------ TESTO MOSTRATO ------

I dati statistici permettono di descrivere un certo tipo di fenomeno (naturale, sociale, etc.)  e di rappresentare la realtà con una buona approssimazione: questa è la buona notizia. La brutta notizia è che, laddove nel processo di produzione e di diffusione non sia applicato un metodo scientifico rigoroso, i dati statistici possono prestarsi a interpretazioni fantasiose e possono dar luogo a una conseguente distorsione della verità. La storia, anche la più recente, ha ampiamente dimostrato che una bugia “certificata” attraverso i dati può essere trasformata in una falsa verità supportata da numeri e opinioni, diffuse in contesti social-televisivi, che non provengono quasi mai da analisi scientifiche approfondite, ma da sensazioni o interessi personali. Questi ultimi, in particolare, inducono l’interessato a narrare capziosamente i dati, aggiungendo al racconto una buona dose di pathos e di trasporto emotivo che non hanno nulla in comune con la rigorosità scientifica. Umberto Eco ha insegnato che in qualsiasi narrazione esiste un patto narrativo tra l’autore e il lettore. Nel caso dei dati, affinché la narrazione sia quanto più possibile vicina alla verità, è necessario che il produttore conosca a fondo il fenomeno che sta descrivendo e i metodi per rappresentarlo con il massimo rigore scientifico possibile. Il lettore, invece, dovrebbe avere un insieme minimo di conoscenze per capire il significato di ciò che sta leggendo e metterlo in dubbio, se necessario. Questa condizione è molto infrequente poiché, spesso, anche gli addetti ai lavori sottovalutano le insidie del mestiere e, soprattutto, sottovalutano il nesso che c’è tra il dato statistico e le finalità di chi lo produce o lo diffonde.

Il metodo utilizzato per trarre in inganno i fruitori dei dati è collaudato e funziona molto bene: si sceglie la verità (o la bugia) che fa comodo e si supporta con una certa interpretazione dei dati, omettendo volutamente informazioni metodologiche o altre interpretazioni più veritiere. Accade spesso che, tra le tante interpretazioni associate ai dati, non prevalga mai quella più vicina alla verità ma quella più verosimile: e questo, laddove ci siano intenzioni dolose, o semplicemente superficialità, è molto pericoloso.

------

§ **DA FARE**
- 1) Secondo il testo sui dati statistici, chi ha insegnato che in ogni narrazione esiste un patto narrativo tra l'autore e il lettore?
- 2) Riporta il passo del testo sui dati statistici da "Il metodo utilizzato" a "è molto pericoloso.", cambiando "dati" in "numeri".
- 3) Elenca le azioni che, secondo il testo sui dati statistici, compongono il metodo usato per trarre in inganno i fruitori dei dati.
I record non hanno alcun ruolo in questo lavoro.

------ DATI IN INGRESSO ------

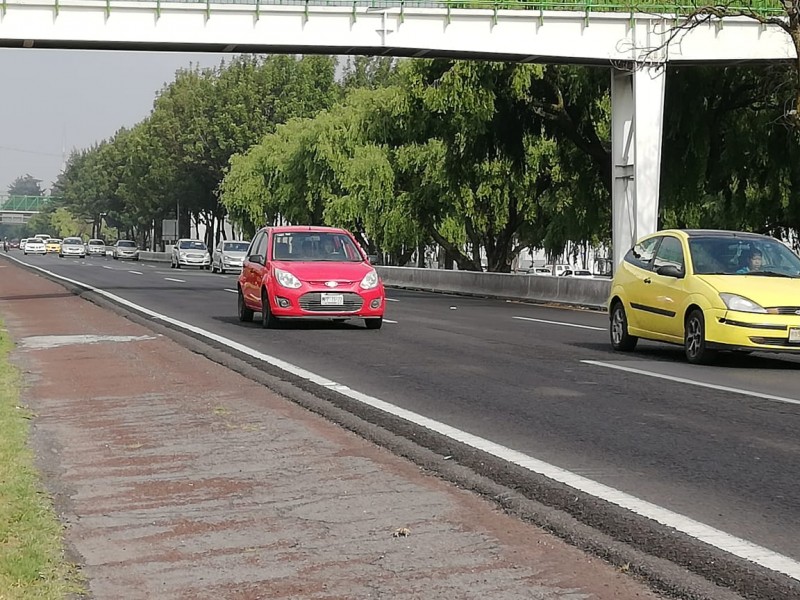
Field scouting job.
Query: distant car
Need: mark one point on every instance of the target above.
(229, 256)
(96, 247)
(296, 272)
(190, 253)
(579, 273)
(707, 290)
(53, 246)
(35, 246)
(125, 249)
(72, 246)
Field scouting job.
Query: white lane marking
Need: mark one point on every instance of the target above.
(713, 386)
(561, 323)
(38, 342)
(705, 533)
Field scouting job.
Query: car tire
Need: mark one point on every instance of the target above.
(621, 340)
(268, 320)
(374, 322)
(694, 339)
(245, 314)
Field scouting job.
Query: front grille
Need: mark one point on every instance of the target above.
(312, 302)
(784, 310)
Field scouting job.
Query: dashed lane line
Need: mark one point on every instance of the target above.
(561, 323)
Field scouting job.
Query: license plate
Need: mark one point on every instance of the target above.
(332, 300)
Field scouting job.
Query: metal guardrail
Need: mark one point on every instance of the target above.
(24, 203)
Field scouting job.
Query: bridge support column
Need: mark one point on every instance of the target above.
(637, 117)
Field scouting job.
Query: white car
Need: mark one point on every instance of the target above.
(35, 246)
(190, 253)
(95, 247)
(72, 247)
(229, 256)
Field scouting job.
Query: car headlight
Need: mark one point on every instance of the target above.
(741, 304)
(286, 279)
(370, 281)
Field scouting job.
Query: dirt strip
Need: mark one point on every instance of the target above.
(180, 479)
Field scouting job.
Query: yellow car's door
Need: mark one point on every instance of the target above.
(667, 293)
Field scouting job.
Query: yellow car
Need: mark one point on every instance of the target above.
(707, 290)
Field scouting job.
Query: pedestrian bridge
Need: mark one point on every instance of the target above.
(18, 209)
(636, 40)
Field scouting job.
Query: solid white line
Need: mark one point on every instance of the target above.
(713, 386)
(705, 533)
(561, 323)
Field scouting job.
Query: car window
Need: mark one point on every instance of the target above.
(641, 254)
(670, 252)
(191, 245)
(234, 246)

------

§ **RISPOSTE PER NUMERO**
- 1) Umberto Eco.

- 2)
Il metodo utilizzato per trarre in inganno i fruitori dei numeri è collaudato e funziona molto bene: si sceglie la verità (o la bugia) che fa comodo e si supporta con una certa interpretazione dei numeri, omettendo volutamente informazioni metodologiche o altre interpretazioni più veritiere. Accade spesso che, tra le tante interpretazioni associate ai numeri, non prevalga mai quella più vicina alla verità ma quella più verosimile: e questo, laddove ci siano intenzioni dolose, o semplicemente superficialità, è molto pericoloso.

- 3)
- Si sceglie la verità (o la bugia) che fa comodo.
- La si supporta con una certa interpretazione dei dati.
- Si omettono volutamente informazioni metodologiche o altre interpretazioni più veritiere.